## Start DATA SUPPLIED

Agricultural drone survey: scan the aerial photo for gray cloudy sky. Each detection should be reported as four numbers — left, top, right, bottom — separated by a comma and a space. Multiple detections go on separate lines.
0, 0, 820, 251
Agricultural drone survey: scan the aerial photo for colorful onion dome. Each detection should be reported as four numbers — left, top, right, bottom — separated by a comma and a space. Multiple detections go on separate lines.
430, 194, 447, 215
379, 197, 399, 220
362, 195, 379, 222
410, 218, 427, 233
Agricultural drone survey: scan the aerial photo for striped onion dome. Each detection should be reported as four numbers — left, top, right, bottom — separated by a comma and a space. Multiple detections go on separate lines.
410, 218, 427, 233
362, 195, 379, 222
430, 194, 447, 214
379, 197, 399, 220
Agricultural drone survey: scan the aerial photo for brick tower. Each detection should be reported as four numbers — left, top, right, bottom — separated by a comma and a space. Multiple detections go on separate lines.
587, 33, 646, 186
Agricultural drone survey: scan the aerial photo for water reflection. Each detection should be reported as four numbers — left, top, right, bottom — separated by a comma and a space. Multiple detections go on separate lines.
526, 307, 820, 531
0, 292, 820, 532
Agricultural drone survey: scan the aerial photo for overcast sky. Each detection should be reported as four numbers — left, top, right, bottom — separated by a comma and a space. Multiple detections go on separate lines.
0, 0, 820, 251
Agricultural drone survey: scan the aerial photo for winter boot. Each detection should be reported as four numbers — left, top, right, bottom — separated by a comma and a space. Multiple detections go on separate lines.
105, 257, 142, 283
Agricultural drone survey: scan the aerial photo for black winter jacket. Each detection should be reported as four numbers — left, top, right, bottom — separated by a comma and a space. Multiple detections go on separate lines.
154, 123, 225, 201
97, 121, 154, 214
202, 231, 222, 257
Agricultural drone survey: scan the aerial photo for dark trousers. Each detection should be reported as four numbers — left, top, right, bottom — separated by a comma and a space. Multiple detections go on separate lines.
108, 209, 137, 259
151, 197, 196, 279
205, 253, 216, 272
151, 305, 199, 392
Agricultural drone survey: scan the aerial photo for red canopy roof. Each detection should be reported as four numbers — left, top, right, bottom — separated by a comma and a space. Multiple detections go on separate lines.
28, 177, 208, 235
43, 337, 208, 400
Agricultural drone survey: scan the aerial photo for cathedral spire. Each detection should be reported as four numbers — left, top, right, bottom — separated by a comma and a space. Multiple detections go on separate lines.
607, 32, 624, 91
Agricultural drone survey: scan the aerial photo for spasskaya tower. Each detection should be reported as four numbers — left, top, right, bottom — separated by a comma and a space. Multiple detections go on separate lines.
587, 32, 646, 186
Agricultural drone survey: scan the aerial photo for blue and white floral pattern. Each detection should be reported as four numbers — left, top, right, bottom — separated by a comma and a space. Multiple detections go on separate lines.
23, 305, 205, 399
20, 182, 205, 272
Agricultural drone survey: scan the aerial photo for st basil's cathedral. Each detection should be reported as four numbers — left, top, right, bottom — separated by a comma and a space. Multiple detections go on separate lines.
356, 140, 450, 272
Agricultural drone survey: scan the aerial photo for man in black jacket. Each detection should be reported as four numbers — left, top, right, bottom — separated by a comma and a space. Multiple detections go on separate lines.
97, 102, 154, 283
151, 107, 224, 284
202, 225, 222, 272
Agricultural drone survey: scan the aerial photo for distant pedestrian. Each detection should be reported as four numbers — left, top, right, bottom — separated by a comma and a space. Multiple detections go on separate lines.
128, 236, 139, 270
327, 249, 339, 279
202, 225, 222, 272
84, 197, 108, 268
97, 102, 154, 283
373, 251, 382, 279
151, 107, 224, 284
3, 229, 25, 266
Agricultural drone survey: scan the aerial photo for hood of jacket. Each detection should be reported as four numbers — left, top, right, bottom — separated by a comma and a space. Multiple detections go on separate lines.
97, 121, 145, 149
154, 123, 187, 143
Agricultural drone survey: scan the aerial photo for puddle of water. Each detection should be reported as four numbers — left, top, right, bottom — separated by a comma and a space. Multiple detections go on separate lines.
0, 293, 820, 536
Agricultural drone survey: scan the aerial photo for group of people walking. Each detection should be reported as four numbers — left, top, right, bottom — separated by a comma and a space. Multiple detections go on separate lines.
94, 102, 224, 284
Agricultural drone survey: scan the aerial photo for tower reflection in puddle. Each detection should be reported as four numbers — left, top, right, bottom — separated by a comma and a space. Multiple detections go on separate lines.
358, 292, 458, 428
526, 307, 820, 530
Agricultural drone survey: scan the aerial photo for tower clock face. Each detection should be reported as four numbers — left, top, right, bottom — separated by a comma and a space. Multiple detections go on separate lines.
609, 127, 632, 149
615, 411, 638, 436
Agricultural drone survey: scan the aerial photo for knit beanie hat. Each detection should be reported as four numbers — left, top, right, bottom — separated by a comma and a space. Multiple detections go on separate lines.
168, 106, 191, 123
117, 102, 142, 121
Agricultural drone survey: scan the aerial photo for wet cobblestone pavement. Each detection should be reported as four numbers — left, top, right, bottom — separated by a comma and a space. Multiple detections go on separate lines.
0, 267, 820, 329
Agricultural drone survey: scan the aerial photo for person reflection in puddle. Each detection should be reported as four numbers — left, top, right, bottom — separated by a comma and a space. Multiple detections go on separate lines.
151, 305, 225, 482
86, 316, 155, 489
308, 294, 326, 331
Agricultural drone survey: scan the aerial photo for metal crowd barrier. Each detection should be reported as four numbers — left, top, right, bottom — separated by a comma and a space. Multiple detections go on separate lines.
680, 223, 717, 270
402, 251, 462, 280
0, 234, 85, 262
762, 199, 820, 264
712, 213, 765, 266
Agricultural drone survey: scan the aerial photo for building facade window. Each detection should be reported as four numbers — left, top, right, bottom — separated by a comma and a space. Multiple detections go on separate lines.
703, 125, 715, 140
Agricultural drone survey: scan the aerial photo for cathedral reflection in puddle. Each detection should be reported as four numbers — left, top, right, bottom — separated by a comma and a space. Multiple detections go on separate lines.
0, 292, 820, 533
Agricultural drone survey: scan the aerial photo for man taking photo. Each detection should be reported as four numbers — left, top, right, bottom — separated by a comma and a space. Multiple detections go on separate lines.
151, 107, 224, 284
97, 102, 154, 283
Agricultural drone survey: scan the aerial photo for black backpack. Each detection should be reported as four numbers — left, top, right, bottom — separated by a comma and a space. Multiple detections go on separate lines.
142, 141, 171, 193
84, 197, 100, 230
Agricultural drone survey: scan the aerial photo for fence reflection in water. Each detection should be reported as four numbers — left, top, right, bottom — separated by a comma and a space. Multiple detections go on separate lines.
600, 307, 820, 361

## End DATA SUPPLIED

**EXERCISE DESCRIPTION**
Rewrite the lines above with "aerial photo" swapped for "overhead image" wherever it occurs, keeping everything else the same.

**RESULT FOR THIS TASK**
Agricultural drone survey: scan the overhead image for gray cloudy sky. Each detection should be reported as four numbers — left, top, right, bottom — separated by a comma and a space. Multiple detections go on separate lines.
0, 0, 820, 251
Agricultural drone survey: scan the overhead image for colorful onion dome. Each detection should be reported as four numbers — left, top, right, bottom — separated by a comma and a space. Multiple detections go on separate lines.
430, 194, 447, 215
379, 197, 399, 220
362, 195, 379, 222
410, 218, 427, 233
Agricultural drone survey: scan the overhead image for striped onion dome. Each detection should be reported as four numbers — left, top, right, bottom — separated by a comma and a space. Multiple detections go on separate lines.
410, 218, 427, 233
362, 195, 379, 222
430, 194, 447, 214
379, 197, 399, 220
Agricultural drone survey: scan the overhead image for brick tower. Each detection should be reported as four numbers — left, top, right, bottom — separated by a comma and a space. Multiple detections go on separate lines.
587, 33, 646, 186
Agricultural drone survey: scan the overhead image for water reflection. Each detection should be reported as four numbers — left, top, right, bottom — separated by a comma and a space. Multiple detections go on separate lines.
526, 307, 820, 531
0, 292, 820, 532
Agricultural drone survey: scan the overhead image for overcast sky. Each detection should be reported as four numbers — left, top, right, bottom — separated by a comma and a space. Multiple detections go on separate lines.
0, 0, 820, 251
Agricultural drone survey: scan the overhead image for winter boot. Each detection should be reported as four numbers — left, top, right, bottom — separated by a comma and a space. Multiple detections go on separate lines.
105, 257, 142, 283
Agricultural drone survey: scan the overhead image for black winter jacket. Each detection should be reported as four numbers — left, top, right, bottom — separated by a comma and a space. Multiple detections go on separate lines.
154, 123, 225, 201
97, 121, 154, 214
202, 231, 222, 257
Agricultural drone survey: scan the overhead image for dark trousers. Each detection should be reported as four numbers — left, top, right, bottom — separated by a comma and a space. Multiple detections go on separate lines.
108, 209, 137, 259
151, 197, 196, 279
205, 253, 216, 272
151, 305, 199, 392
Agricultural drone survey: scan the overhead image for red canopy roof. Each detection should be reported as four numbers — left, top, right, bottom — separated by a comma and a space. Multiple detections go on separate lines.
28, 177, 208, 235
43, 337, 208, 400
Agricultural drone survey: scan the overhead image for cathedral spire. Each detection should be reported as four numbers — left, top, right, bottom — separated by a comma and a space. Multiple detections go on separate lines.
607, 32, 624, 91
Agricultural drone survey: scan the overhead image for spasskaya tower. Each detection should be reported as four numbers — left, top, right, bottom — separated by a comma and a space. Multiple detections go on separate lines.
587, 32, 646, 186
Agricultural drone survey: scan the overhead image for blue and white floral pattern. Each detection should be reported as four numbers — left, top, right, bottom — separated by a comma and a space. Multiple detections go on separate lines.
23, 305, 205, 399
20, 182, 205, 272
Agricultural drone survey: scan the overhead image for st basil's cathedral. Each detection should be reported as four numbers — left, top, right, bottom — separated by a comma and a space. Multiple detections go on separate lines.
356, 140, 450, 272
Agricultural drone survey: scan the overhead image for man in black jacket. Each detection should be reported as four numbers — left, top, right, bottom — separated by a comma and a space. Multiple detections go on separate lines.
97, 102, 154, 283
151, 107, 224, 284
202, 225, 222, 272
Agricultural drone survey: scan the overhead image for distant pedestrian. Each detection should be reported as four numbers — left, top, right, bottom — separated by a comma and a space. Multiple detections go on separate lines.
128, 236, 139, 270
327, 249, 339, 279
202, 225, 222, 272
84, 197, 108, 268
97, 102, 154, 283
373, 251, 382, 279
151, 107, 224, 284
3, 229, 25, 266
Agricultural drone survey: scan the overhead image for hood of jacket. Each detection should be reported as four numbers — left, top, right, bottom — separated by a comma and a space. Multiple detections go on separate lines.
97, 121, 145, 149
154, 123, 187, 143
Agricultural drone survey: scan the overhead image for puddle of water. Each detection should be reported as four numbers — left, top, right, bottom — separated by a comma and a space. Multiple detections go on separate lines.
0, 293, 820, 536
Agricultural drone survey: scan the overhead image for group of people walking. Each detection should be reported as four numbers — left, top, right, bottom — separated by a comma and a space. Multiple detections go on separate lines.
94, 102, 224, 284
Agricultural drone survey: scan the overhead image for tower reflection in puddle. Each detection should be reported as four numbers — left, top, right, bottom — separated by a comma and a space. Multiple detections go on separate lines.
358, 292, 458, 428
526, 307, 820, 530
Agricultural drone survey: scan the overhead image for tower clock face. Each detection should be reported as four numbers — left, top, right, bottom — separated by a comma and a space. Multiple detections go on separate lines.
609, 127, 632, 149
615, 411, 638, 436
Agricultural drone survey: scan the overhead image for knit beanie hat. Each detection should be reported as four numbers — left, top, right, bottom — separated by a comma and a space. Multiple detections go on separate lines.
168, 106, 191, 123
117, 102, 142, 121
Agricultural drone survey: scan the overhead image for wet cobblestone pavement. Each detection should be reported as four numbers — left, top, right, bottom — separated by a comma and a space. Multiple detections go on separate lines.
0, 267, 820, 329
Agricultural drone survey: scan the overhead image for person reflection in puddle. Each detection should be reported as four numbers — left, top, right, bottom — separated by a comma and a space. Multiple detections go on separate lines.
151, 305, 225, 482
86, 316, 155, 489
308, 294, 326, 331
Agricultural drone survey: scan the overhead image for metal crowd barrier. Each detection should be reported as four numbers — left, top, right, bottom — separated by a comma and a space. Multiple detections go on separate lines.
680, 223, 717, 270
402, 251, 462, 280
0, 234, 85, 262
762, 199, 820, 264
712, 213, 765, 266
Agricultural drone survey: scan the overhead image for building facade window. Each detection should be reported as four numbers — left, top, right, bottom — separated by a comma and a space. Multiple detections go on separate lines.
703, 125, 715, 140
Agricultural drone survey: scan the overhead image for cathedral reflection in puddle. Each detection should be reported as four numbers — left, top, right, bottom — separated by a comma and a space. Multiple detections go on separate lines.
0, 292, 820, 533
Agricultural drone survey: scan the overhead image for man taking photo. Each detection should be reported as four numbers — left, top, right, bottom — separated by a comma and a space. Multiple detections go on separate lines.
151, 107, 224, 284
97, 102, 154, 283
Agricultural drone survey: scan the overhead image for black backpack. Each detection should be reported as four numbers — left, top, right, bottom — separated by a comma and a space. Multiple detections go on separate lines.
142, 141, 171, 193
84, 197, 100, 230
Agricultural drone survey: scan the overhead image for fence reflection in water. Each detection should be reported as four numbers — left, top, right, bottom — separated by a comma and a space. Multiple detections go on separate lines.
600, 307, 820, 361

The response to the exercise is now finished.